* _PROMPT_
Below are records to return verbatim; the pictures are to be dropped.

* _INPUT_
=== Section Start ===
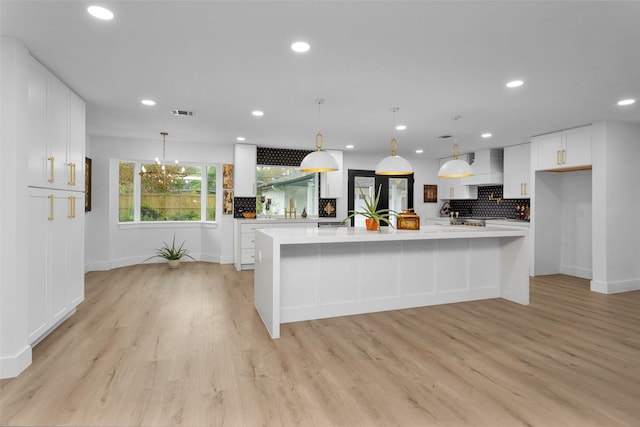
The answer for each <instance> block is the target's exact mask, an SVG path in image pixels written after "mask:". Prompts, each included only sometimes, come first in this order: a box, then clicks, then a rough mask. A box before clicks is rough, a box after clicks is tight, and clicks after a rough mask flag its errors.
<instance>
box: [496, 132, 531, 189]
mask: <svg viewBox="0 0 640 427" xmlns="http://www.w3.org/2000/svg"><path fill="white" fill-rule="evenodd" d="M530 179H531V144H522V145H514V146H512V147H505V149H504V187H503V193H502V194H503V196H502V197H503V198H505V199H528V198H530V196H529V191H530V190H531V185H530V182H529V181H530Z"/></svg>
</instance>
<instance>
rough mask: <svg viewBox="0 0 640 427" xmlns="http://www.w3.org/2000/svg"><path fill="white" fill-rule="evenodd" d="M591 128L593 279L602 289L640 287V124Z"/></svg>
mask: <svg viewBox="0 0 640 427" xmlns="http://www.w3.org/2000/svg"><path fill="white" fill-rule="evenodd" d="M592 129H593V130H592V132H593V137H592V138H593V149H592V154H593V208H594V209H593V263H594V265H593V280H592V281H591V289H592V290H594V291H598V292H603V293H613V292H623V291H628V290H639V289H640V262H639V260H640V227H637V226H636V225H635V224H632V223H631V221H632V220H633V219H635V217H636V216H637V213H638V212H640V197H639V196H640V178H638V172H637V168H638V159H640V125H637V124H631V123H620V122H597V123H594V124H593V126H592Z"/></svg>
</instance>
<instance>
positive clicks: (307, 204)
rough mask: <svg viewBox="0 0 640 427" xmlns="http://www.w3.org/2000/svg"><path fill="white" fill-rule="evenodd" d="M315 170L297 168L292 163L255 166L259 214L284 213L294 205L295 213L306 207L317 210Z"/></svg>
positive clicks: (310, 210)
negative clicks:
=== Section End ===
* _REPLY_
The answer for each <instance> block is the target's exact mask, an SVG path in image pixels written after "mask:". Prompts, each included only sometimes, come first in this order: a box, then clicks, then a rough mask. A box before clicks is rough, a box after clicks is tight, and clicks after a rough mask flag its errors.
<instance>
box: [496, 132, 531, 189]
mask: <svg viewBox="0 0 640 427" xmlns="http://www.w3.org/2000/svg"><path fill="white" fill-rule="evenodd" d="M530 179H531V144H522V145H514V146H512V147H505V149H504V187H503V193H502V194H503V196H502V197H503V198H505V199H528V198H530V196H529V191H530V190H531V185H530V182H529V181H530Z"/></svg>
</instance>
<instance>
rough mask: <svg viewBox="0 0 640 427" xmlns="http://www.w3.org/2000/svg"><path fill="white" fill-rule="evenodd" d="M591 128L593 279L602 289L640 287V124Z"/></svg>
mask: <svg viewBox="0 0 640 427" xmlns="http://www.w3.org/2000/svg"><path fill="white" fill-rule="evenodd" d="M592 129H593V130H592V132H593V137H592V138H593V149H592V154H593V208H594V209H593V263H594V265H593V280H592V281H591V289H592V290H594V291H598V292H603V293H613V292H623V291H628V290H639V289H640V262H639V260H640V227H637V226H636V225H635V224H632V223H631V221H632V220H633V219H635V217H636V216H637V213H638V212H640V197H639V196H640V178H638V172H637V168H638V159H640V125H637V124H631V123H620V122H597V123H594V124H593V126H592Z"/></svg>
</instance>
<instance>
positive clicks: (307, 204)
rough mask: <svg viewBox="0 0 640 427" xmlns="http://www.w3.org/2000/svg"><path fill="white" fill-rule="evenodd" d="M315 170L297 168L292 163L255 166L259 214L284 213L294 205L295 213L306 207L317 210Z"/></svg>
positive clicks: (310, 210)
negative clicks:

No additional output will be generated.